» The data:
# # # # # # #

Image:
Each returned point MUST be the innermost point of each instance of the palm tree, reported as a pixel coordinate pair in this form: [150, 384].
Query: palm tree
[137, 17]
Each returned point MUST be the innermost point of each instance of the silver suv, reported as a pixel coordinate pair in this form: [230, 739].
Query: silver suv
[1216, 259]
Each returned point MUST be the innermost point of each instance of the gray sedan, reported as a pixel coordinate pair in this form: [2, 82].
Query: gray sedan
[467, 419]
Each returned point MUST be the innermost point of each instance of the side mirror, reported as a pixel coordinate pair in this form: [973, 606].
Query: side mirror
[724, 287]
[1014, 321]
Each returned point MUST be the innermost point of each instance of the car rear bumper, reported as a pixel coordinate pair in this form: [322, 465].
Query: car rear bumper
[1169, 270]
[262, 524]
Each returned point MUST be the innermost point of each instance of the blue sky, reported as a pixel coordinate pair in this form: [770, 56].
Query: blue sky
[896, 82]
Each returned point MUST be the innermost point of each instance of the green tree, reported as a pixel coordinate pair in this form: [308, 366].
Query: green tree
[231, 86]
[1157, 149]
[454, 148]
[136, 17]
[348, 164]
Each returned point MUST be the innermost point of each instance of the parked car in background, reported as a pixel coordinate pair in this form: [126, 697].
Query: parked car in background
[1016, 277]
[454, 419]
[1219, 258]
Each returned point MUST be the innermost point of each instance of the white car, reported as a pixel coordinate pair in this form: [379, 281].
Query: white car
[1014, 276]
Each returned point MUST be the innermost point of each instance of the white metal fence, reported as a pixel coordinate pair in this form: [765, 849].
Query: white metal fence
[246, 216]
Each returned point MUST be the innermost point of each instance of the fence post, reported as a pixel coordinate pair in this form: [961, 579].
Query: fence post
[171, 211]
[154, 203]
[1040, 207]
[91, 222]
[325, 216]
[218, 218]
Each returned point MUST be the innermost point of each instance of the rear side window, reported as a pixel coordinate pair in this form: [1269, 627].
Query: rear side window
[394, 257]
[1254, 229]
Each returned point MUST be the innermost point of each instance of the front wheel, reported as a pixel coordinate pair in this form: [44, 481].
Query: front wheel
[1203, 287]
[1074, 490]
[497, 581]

# # # # # # #

» Stated task:
Take the entries above and transcribe them in full.

» Solution to this problem:
Image:
Each returned point MUST be the innermost point of each instance of the palm tree, reported as a pixel coordinate pair in this form: [150, 384].
Query: palm tree
[137, 17]
Each returned point MUST be the innermost point of each instance of the silver suv, reported as a pixel coordinate pair in this form: [230, 739].
Query: silver suv
[1216, 259]
Each returned point MUST be the innermost point of each instance of the gray sedan, reported as a pixel coordinate pair in this form: [2, 82].
Query: gray sedan
[467, 419]
Each returned point MUST be the innermost point of each instance of the side mirror, reported as a pixel coordinate pair in this form: [973, 606].
Query: side mirror
[724, 287]
[1014, 321]
Each returned point MUST be the innermost point of each instance of the car rear bumper, reported as a pixel coordinate pair in this form: [322, 465].
Query: car rear bumper
[1169, 270]
[262, 524]
Each returned point MUST be the innermost point of each instance of the blue sky, reported as a pixel coordinate pair in this form: [770, 56].
Query: blue sky
[896, 82]
Each returned point MUST be the innermost point of each instance of the green tree, reported as a pixel coordinate pair in this form: [308, 366].
Query: green tree
[231, 86]
[1157, 149]
[454, 148]
[136, 17]
[348, 164]
Each returned point MUST be the innermost point of each instance of the parked car in background, reported as a pixel coordinate pair in this form: [126, 697].
Query: parked car in background
[1016, 277]
[454, 419]
[1219, 258]
Each returned point MUST be the innermost point of each instance of the white car, reported as a pixel coordinate pair in this form: [379, 281].
Query: white car
[1014, 276]
Each returned point MUST be the innermost point of each instance of the white metal fence, reported as a pixel coordinate pair in this form: [765, 849].
Query: white metal fence
[246, 216]
Each returned point MUST be the innermost point of each instance of the fence post, reported as a pixel coordinate pair in this form: [961, 579].
Query: fence post
[171, 211]
[154, 203]
[1040, 207]
[91, 222]
[325, 216]
[218, 218]
Each returned point MUST be the innermost point of each instance of the rear side window, reported as a pixel coordinate pair in this form: [1269, 627].
Query: rear side window
[394, 257]
[1254, 229]
Each returned point MUST be the innermost point of each instance of the front wheel, reported as a pixel coordinate pair in this form: [44, 481].
Query: front wheel
[1203, 287]
[1074, 490]
[497, 581]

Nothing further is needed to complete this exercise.